Recorded data:
■ ■ ■ ■
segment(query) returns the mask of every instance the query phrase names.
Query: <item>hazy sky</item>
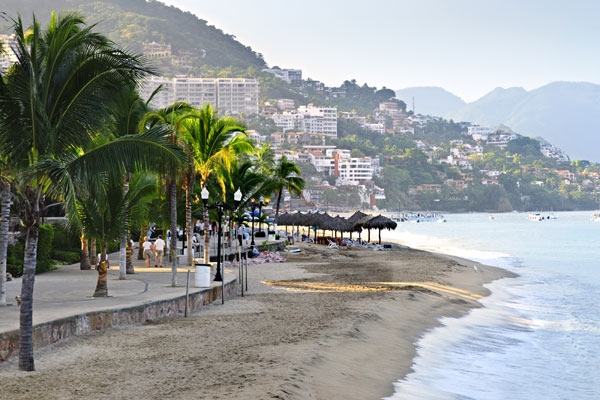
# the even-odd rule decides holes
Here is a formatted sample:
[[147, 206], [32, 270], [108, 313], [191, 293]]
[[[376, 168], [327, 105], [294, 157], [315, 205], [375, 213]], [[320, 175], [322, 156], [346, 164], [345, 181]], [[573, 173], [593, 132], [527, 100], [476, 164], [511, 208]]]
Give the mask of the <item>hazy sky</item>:
[[498, 87], [600, 83], [600, 1], [163, 0], [264, 55], [339, 85]]

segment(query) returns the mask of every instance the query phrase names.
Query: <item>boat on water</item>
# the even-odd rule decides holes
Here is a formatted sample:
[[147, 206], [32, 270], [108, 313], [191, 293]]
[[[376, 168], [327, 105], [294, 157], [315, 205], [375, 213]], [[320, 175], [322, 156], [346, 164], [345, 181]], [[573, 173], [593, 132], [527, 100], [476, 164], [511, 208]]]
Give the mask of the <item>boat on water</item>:
[[414, 223], [421, 223], [421, 222], [444, 223], [444, 222], [446, 222], [446, 217], [444, 217], [442, 214], [438, 214], [438, 213], [409, 213], [409, 214], [402, 214], [399, 218], [402, 221], [414, 222]]
[[543, 215], [541, 213], [529, 214], [530, 221], [539, 222], [539, 221], [548, 221], [551, 219], [558, 219], [558, 217], [554, 214], [548, 214], [548, 215]]
[[600, 211], [595, 212], [592, 214], [592, 221], [594, 222], [600, 222]]
[[492, 220], [494, 219], [494, 216], [493, 216], [492, 214], [490, 214], [490, 215], [489, 215], [489, 217], [488, 217], [488, 219], [489, 219], [490, 221], [492, 221]]

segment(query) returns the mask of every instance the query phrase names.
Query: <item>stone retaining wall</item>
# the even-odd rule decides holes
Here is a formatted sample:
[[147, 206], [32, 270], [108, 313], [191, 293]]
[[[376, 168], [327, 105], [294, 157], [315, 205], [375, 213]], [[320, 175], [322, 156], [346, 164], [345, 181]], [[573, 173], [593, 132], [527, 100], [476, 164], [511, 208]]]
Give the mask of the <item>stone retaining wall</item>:
[[[225, 284], [225, 298], [235, 295], [237, 279]], [[188, 312], [221, 298], [221, 286], [206, 288], [190, 293]], [[185, 311], [185, 295], [167, 300], [141, 304], [126, 308], [93, 311], [74, 315], [33, 327], [34, 349], [56, 343], [71, 336], [85, 335], [93, 331], [114, 328], [117, 326], [140, 325], [147, 321], [165, 317], [183, 315]], [[8, 360], [19, 353], [19, 330], [0, 333], [0, 362]]]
■ ■ ■ ■
**What you are asked to do**: Restate every entry above word for word; no picture belongs in the copy.

**Response to this exercise**:
segment(query) returns the mask of every instance the query phrase names.
Query: <item>hazy sky</item>
# the even-odd rule decides holes
Here is a formatted sample:
[[147, 206], [32, 270], [108, 313], [191, 293]]
[[[376, 168], [327, 105], [294, 157], [315, 205], [375, 213]], [[320, 175], [322, 156], [346, 164], [345, 181]], [[573, 173], [593, 132], [527, 100], [476, 164], [511, 208]]]
Give the mask of the <item>hazy sky</item>:
[[498, 87], [600, 83], [600, 1], [163, 0], [264, 55], [339, 85]]

segment(query) returns the mask of every instance the query phrase names.
Query: <item>boat on water</item>
# the even-odd rule decides holes
Here is a formatted sample:
[[147, 206], [32, 270], [108, 313], [191, 293]]
[[[376, 168], [327, 105], [294, 157], [315, 205], [375, 213]], [[320, 175], [322, 156], [346, 164], [345, 181]], [[573, 173], [593, 132], [527, 100], [476, 164], [511, 208]]]
Give the mask of the <item>boat on water</item>:
[[414, 223], [421, 223], [421, 222], [444, 223], [444, 222], [446, 222], [446, 217], [444, 217], [442, 214], [438, 214], [438, 213], [409, 213], [409, 214], [402, 214], [399, 218], [402, 221], [414, 222]]
[[543, 215], [541, 213], [529, 214], [530, 221], [539, 222], [539, 221], [548, 221], [551, 219], [558, 219], [558, 217], [554, 214], [548, 214], [548, 215]]
[[600, 211], [595, 212], [592, 214], [592, 221], [594, 222], [600, 222]]
[[492, 220], [494, 219], [494, 216], [493, 216], [492, 214], [490, 214], [490, 215], [489, 215], [489, 217], [488, 217], [488, 219], [489, 219], [490, 221], [492, 221]]

segment(query) returns the mask of every instance the query phrase names.
Query: <item>stone retaining wall</item>
# the even-odd rule decides holes
Here is a formatted sample:
[[147, 206], [32, 270], [108, 313], [191, 293]]
[[[376, 168], [327, 105], [294, 157], [315, 205], [375, 213]], [[320, 175], [322, 156], [346, 164], [345, 181]], [[573, 173], [593, 132], [527, 100], [476, 164], [511, 208]]]
Give the mask of the <item>stone retaining wall</item>:
[[[225, 284], [225, 298], [235, 295], [237, 279]], [[188, 312], [221, 298], [221, 286], [206, 288], [190, 293]], [[185, 311], [185, 295], [167, 300], [141, 304], [126, 308], [93, 311], [74, 315], [33, 327], [34, 349], [56, 343], [71, 336], [85, 335], [93, 331], [114, 328], [117, 326], [140, 325], [147, 321], [165, 317], [183, 315]], [[8, 360], [19, 353], [19, 330], [0, 333], [0, 362]]]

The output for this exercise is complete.